▶ [DOCUMENT SECTION]
====

“I moved a lot,” he says via Zoom from Findlay, where he was visiting his parents. J. Michael Phillips, who who’ll release his new album, Whiskey & Roses, next month, opens for Yelawolf at 7 p.m. on Friday, July 11, at House of Blues. “It was low-income and single mother. It was just me and my sister. I was the new kid at school all the time. I had a stepdad but he was really abusive to me and my mom. I had a big chip on my shoulder because of it.”
He says that as the new kid at school, he would see the bullies and beat the bullies up.
“I was the kid that everyone came to,” he says. “It got me in trouble. I was fighting other people’s fights when they wouldn’t fight their own fights. It caused me a lot of trouble. My mom told me I was too loyal of a friend, and I needed to stop putting myself out there and getting in trouble. That is how I grew up for real — I was running with the underdogs and fighting for the underdogs.”
Because his grandmother wrote cards for Hallmark and his mother was a songwriter, Phillips inherited a knack for writing.
“People ask me how I write songs,” he says, adding that his mom used to listen to country acts such as Alabama, Dolly Parton and Kenny Rogers and his dad introduced him to Run D.M.C. and Wu Tang Clan. “It comes naturally. I feel like everyone could do it. For me, it’s just in me. I went to prison and spent a lot of my life there from the time I was 15. I always turned to music. It was escape or therapy for me.”

====

▶ [EXERCISE REQUIREMENTS]
A) Rewrite the part of the J. Michael Phillips article that opens with the words containing "He says that" and closes with "knack for writing.", changing "underdogs" to "outcasts".
B) Continue the article about J. Michael Phillips from the point where it stops.
The rows that come next play no part in this work.

Image point grounding data:
====

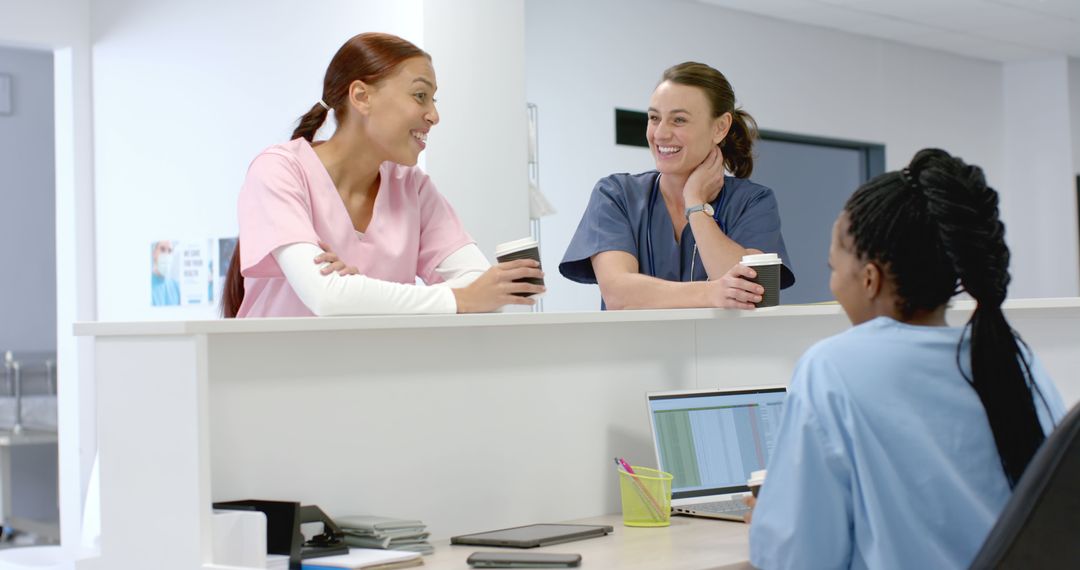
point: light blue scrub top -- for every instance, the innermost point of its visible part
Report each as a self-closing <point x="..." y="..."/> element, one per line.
<point x="617" y="219"/>
<point x="885" y="457"/>
<point x="163" y="292"/>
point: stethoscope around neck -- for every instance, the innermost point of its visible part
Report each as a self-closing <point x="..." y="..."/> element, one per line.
<point x="648" y="228"/>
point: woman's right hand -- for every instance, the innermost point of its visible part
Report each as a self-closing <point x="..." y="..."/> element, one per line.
<point x="497" y="286"/>
<point x="733" y="290"/>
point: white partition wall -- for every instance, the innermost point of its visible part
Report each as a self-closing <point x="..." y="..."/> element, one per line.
<point x="466" y="422"/>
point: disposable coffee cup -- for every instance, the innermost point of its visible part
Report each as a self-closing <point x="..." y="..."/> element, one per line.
<point x="767" y="267"/>
<point x="756" y="478"/>
<point x="524" y="248"/>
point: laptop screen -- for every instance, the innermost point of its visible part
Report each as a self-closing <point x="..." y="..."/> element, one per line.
<point x="712" y="440"/>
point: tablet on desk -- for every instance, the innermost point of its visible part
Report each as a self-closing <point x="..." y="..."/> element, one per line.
<point x="531" y="535"/>
<point x="512" y="559"/>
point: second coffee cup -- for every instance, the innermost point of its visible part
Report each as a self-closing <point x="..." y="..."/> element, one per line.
<point x="767" y="267"/>
<point x="524" y="248"/>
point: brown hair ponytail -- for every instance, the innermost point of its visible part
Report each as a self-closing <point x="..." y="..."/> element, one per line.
<point x="738" y="146"/>
<point x="368" y="57"/>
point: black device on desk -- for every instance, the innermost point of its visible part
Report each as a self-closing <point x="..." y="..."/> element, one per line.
<point x="518" y="559"/>
<point x="283" y="529"/>
<point x="531" y="535"/>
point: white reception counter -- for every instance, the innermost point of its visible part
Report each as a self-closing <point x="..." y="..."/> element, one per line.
<point x="468" y="422"/>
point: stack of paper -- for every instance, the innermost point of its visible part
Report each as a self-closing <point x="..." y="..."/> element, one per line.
<point x="364" y="558"/>
<point x="368" y="531"/>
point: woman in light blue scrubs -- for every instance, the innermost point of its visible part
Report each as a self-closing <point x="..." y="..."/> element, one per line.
<point x="674" y="236"/>
<point x="902" y="438"/>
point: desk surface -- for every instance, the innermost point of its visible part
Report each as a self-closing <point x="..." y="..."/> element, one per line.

====

▶ [REPLIES]
A)
He says that as the new kid at school, he would see the bullies and beat the bullies up.
“I was the kid that everyone came to,” he says. “It got me in trouble. I was fighting other people’s fights when they wouldn’t fight their own fights. It caused me a lot of trouble. My mom told me I was too loyal of a friend, and I needed to stop putting myself out there and getting in trouble. That is how I grew up for real — I was running with the outcasts and fighting for the outcasts.”
Because his grandmother wrote cards for Hallmark and his mother was a songwriter, Phillips inherited a knack for writing.

B)
In prison, he says he used to have guards bring equipment in for him to record music (one reportedly snuck a microphone to him underneath a Chipotle bowl). Phillips would send flash drives with his music to his friends on the outside, who would mix the tracks and post them on iTunes.
“It was crazy,” he says when asked about how the prison guards helped him out. “They respected me so much for asking them for creative stuff instead of drugs. I was so focused. I had this vision of creating music and getting it out to people.”
“Kitchen,” one of the main tracks on his independently released album, Urban Cowboy, became an underground hit.
“That came after one of my best friends overdosed on a bad pill,” he says of the track. “My youngest son was about to be born a month later, and I wrote that track about all of that. My whole life I had sold drugs, and I was tired of it. I needed to do something.”
His first introduction to Yelawolf came via Yelawolf’s hit “Pop the Trunk.”
“It was amazing when I first heard it,” he says. “I was like, ‘This dude is dope.’ He was like punk rock. He was country and gangsta rap. To me, that is what I’m made up of. I’m made up of all these things too. I really respected his artistry.”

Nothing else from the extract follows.